» 本文:
>>>>>
経済(学)あれこれ

経済現象および政策に関する意見・断想・批判。

   日本史入門(30) 福沢諭吉と渋沢栄一

2021-01-26 14:50:32 | Weblog
日本史入門(30)福沢諭吉と渋沢栄一

1 福沢諭吉は1835年中津藩士の次男として大阪の蔵屋敷に生れる。父親百助は下級武士、学識ゆえに経済官僚として重用。45歳百助急死、脳卒中、諭吉1歳、一家は九州中津に転居。諭吉の初学は遅れる。14―15歳で漢学を習う。21歳長崎遊学、学費は長崎の地場役人の家事手助けで稼ぐ。非常に有能、養子にと言われる。家老の息子に諭吉の能力が嫉妬され、中津に帰される。諭吉が身分格差を憎み自由平等を主張したのにはこの種の体験も影響。諭吉は江戸大阪で蘭学学習を希望。親戚は猛反対、母親のみが理解者。
2 22歳大阪の緒形洪庵の適塾に入門。あんまをして学費生活費を稼ぐ。威勢のいい若者が集団で住む塾、百鬼夜行、自由。適塾からは幕末維新の人材が輩出。大村益次郎(兵部大輔、日本軍制の創始者)、大鳥圭介(函館で新政府に抗戦、後新政府に出仕、京城公使)、橋本左内(越前藩主松平慶永の参謀、安政の大獄で刑死)、高松凌雲、長与専斎、菊池秋坪、花房元淑。長与と菊池の家系は後々まで学者の家として栄える。
24歳適塾の塾頭に。諭吉の学問の出発は遅かったが、上達は早い。ほとんど独学。適塾の学風は自由で諭吉向き、緒形洪庵にも信頼される。25歳藩命で江戸出府、中津藩士に蘭学教授。深刻な体験。開港地横浜見物、蘭学の腕試しと、オランダ語はどこにもない、さっぱり解らない。世界は英語の時代に、と諭吉は悟る。方向転換も早い。英語を猛勉強。手に入る辞書で独習、簡単な英蘭会話辞典、英語を知るオランダ語通訳に尋ねる。
3 転機、咸臨丸の米渡航。司令官木村喜毅の従僕、咸臨丸に乗り、サンフランシスコへ。ウエブスタ-辞書他2冊の英書を買う。諭吉の英学は進む。この間藩の上士の娘と結婚、多くの子女をもうける、子煩悩、子煩悩ぶりは弟子達にも向けられる。
29歳、遣欧使節に随行欧州に、西洋社会の観察。幕府から与えられた400両の支度金の大部分は英書購入に。本の一部を翻訳して出版。「西洋事情」、「唐人往来」などの本を書き西洋社会を紹介。幕臣に、外国奉行支配翻訳方、扶持米150俵。長州撃滅論を幕府に上申。攘夷はまっぴら、攘夷を唱える長州を討つためには外国に頼ってもいいと。
34歳幕府の軍艦受取委員随員として渡米。5000両の金を集め洋書購入。独断専行、正しいと思えば大胆気まま。謹慎。洋書の翻訳。諭吉の購入量が膨大で、洋書の値崩れが起こる。西洋文明の紹介には大いに寄与。
<<<<<
» 指示 1:
本文によると、福沢諭吉は何歳で緒形洪庵の適塾に入門しましたか。
» 指示 2:
本文の「日本史入門(30) 福沢諭吉と渋沢栄一」から「ぶりは弟子達にも向けられる。」までを書き写し、その中の「サンフランシスコ」を「ホノルル」に置き換えてください。

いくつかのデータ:
>>>>>
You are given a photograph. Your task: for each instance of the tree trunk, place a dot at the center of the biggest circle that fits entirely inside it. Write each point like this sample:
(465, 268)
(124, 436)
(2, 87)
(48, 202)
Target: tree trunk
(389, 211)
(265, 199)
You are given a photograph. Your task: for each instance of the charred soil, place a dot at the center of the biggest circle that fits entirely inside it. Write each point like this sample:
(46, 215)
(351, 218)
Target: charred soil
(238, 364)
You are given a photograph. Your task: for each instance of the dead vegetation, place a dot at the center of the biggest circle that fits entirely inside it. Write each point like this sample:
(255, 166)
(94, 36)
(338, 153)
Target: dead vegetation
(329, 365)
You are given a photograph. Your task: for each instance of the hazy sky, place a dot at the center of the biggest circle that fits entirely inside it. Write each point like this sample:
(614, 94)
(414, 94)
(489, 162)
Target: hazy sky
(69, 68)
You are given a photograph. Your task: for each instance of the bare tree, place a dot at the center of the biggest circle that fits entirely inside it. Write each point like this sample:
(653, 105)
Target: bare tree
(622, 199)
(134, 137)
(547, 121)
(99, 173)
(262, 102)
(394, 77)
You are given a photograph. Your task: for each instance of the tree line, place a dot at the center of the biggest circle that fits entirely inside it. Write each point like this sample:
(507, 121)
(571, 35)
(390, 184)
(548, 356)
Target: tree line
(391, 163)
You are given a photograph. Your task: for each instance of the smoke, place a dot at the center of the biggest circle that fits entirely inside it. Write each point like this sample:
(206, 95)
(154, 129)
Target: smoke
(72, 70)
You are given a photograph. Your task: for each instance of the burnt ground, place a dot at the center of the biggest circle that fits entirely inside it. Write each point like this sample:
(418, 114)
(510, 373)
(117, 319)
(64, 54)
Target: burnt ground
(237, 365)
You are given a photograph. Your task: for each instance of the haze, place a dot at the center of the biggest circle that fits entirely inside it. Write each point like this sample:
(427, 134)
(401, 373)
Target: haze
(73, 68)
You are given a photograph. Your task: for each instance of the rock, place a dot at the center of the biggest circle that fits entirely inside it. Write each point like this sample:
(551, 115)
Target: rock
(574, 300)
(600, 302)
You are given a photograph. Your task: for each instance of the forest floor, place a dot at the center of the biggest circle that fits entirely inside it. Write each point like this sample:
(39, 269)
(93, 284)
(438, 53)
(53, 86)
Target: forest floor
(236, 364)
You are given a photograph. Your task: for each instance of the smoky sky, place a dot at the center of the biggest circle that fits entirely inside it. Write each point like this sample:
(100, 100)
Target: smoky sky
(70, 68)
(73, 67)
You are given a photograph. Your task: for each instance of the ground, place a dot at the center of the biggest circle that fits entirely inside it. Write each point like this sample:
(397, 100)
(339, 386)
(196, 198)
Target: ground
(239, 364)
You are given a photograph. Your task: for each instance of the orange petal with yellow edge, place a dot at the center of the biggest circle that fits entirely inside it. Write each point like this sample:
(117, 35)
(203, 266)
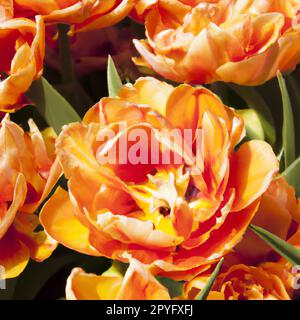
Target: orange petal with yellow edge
(59, 221)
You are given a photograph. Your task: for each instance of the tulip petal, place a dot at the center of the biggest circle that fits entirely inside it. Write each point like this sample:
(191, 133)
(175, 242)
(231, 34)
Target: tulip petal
(59, 221)
(14, 255)
(253, 166)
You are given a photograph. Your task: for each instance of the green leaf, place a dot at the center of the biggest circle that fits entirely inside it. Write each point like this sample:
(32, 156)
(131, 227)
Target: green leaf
(8, 292)
(255, 101)
(292, 175)
(205, 291)
(175, 287)
(253, 124)
(288, 130)
(114, 82)
(286, 250)
(65, 55)
(51, 105)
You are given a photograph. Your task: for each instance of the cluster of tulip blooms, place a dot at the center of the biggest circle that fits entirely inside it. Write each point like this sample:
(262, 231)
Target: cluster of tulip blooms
(223, 223)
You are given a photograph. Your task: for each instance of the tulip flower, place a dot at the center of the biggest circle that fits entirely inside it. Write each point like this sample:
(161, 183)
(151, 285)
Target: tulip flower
(22, 46)
(241, 41)
(279, 213)
(155, 174)
(241, 282)
(28, 173)
(82, 15)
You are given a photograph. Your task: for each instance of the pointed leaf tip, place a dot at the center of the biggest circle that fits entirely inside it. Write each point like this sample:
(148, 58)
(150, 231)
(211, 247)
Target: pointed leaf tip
(205, 291)
(114, 82)
(286, 250)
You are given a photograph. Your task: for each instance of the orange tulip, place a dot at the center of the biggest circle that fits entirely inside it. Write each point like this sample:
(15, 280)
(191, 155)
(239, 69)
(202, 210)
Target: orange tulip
(82, 15)
(203, 41)
(22, 45)
(241, 282)
(137, 284)
(279, 213)
(28, 173)
(178, 218)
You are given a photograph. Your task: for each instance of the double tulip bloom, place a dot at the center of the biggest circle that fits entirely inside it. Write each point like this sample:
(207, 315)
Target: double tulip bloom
(253, 271)
(28, 174)
(82, 15)
(242, 282)
(240, 41)
(22, 49)
(177, 218)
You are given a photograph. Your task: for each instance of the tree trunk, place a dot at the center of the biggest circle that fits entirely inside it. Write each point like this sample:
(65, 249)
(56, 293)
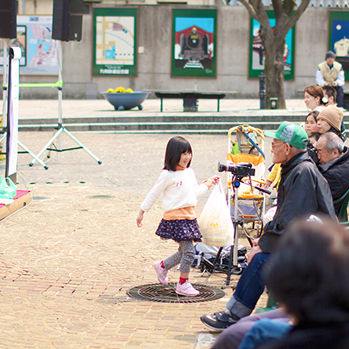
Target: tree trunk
(274, 72)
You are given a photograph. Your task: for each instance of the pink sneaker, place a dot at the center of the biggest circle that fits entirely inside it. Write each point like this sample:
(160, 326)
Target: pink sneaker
(161, 273)
(187, 289)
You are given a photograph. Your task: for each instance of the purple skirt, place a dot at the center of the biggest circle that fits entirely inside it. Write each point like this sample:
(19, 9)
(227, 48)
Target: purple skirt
(179, 230)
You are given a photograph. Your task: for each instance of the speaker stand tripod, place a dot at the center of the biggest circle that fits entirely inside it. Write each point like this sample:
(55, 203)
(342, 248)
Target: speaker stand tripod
(26, 150)
(60, 128)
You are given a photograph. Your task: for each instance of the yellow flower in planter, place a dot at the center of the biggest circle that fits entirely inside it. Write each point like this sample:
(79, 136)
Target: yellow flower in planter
(120, 90)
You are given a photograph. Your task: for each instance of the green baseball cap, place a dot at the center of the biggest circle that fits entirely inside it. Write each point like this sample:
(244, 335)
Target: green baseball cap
(290, 133)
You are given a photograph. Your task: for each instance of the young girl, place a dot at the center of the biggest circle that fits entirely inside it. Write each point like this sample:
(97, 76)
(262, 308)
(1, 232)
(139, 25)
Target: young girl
(179, 188)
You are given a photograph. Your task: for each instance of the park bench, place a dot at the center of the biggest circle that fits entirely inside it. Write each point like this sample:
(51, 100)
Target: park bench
(190, 98)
<<<<<
» 解答 1:
22歳です。

» 解答 2:
日本史入門(30) 福沢諭吉と渋沢栄一

2021-01-26 14:50:32 | Weblog
日本史入門(30)福沢諭吉と渋沢栄一

1 福沢諭吉は1835年中津藩士の次男として大阪の蔵屋敷に生れる。父親百助は下級武士、学識ゆえに経済官僚として重用。45歳百助急死、脳卒中、諭吉1歳、一家は九州中津に転居。諭吉の初学は遅れる。14―15歳で漢学を習う。21歳長崎遊学、学費は長崎の地場役人の家事手助けで稼ぐ。非常に有能、養子にと言われる。家老の息子に諭吉の能力が嫉妬され、中津に帰される。諭吉が身分格差を憎み自由平等を主張したのにはこの種の体験も影響。諭吉は江戸大阪で蘭学学習を希望。親戚は猛反対、母親のみが理解者。
2 22歳大阪の緒形洪庵の適塾に入門。あんまをして学費生活費を稼ぐ。威勢のいい若者が集団で住む塾、百鬼夜行、自由。適塾からは幕末維新の人材が輩出。大村益次郎(兵部大輔、日本軍制の創始者)、大鳥圭介(函館で新政府に抗戦、後新政府に出仕、京城公使)、橋本左内(越前藩主松平慶永の参謀、安政の大獄で刑死)、高松凌雲、長与専斎、菊池秋坪、花房元淑。長与と菊池の家系は後々まで学者の家として栄える。
24歳適塾の塾頭に。諭吉の学問の出発は遅かったが、上達は早い。ほとんど独学。適塾の学風は自由で諭吉向き、緒形洪庵にも信頼される。25歳藩命で江戸出府、中津藩士に蘭学教授。深刻な体験。開港地横浜見物、蘭学の腕試しと、オランダ語はどこにもない、さっぱり解らない。世界は英語の時代に、と諭吉は悟る。方向転換も早い。英語を猛勉強。手に入る辞書で独習、簡単な英蘭会話辞典、英語を知るオランダ語通訳に尋ねる。
3 転機、咸臨丸の米渡航。司令官木村喜毅の従僕、咸臨丸に乗り、ホノルルへ。ウエブスタ-辞書他2冊の英書を買う。諭吉の英学は進む。この間藩の上士の娘と結婚、多くの子女をもうける、子煩悩、子煩悩ぶりは弟子達にも向けられる。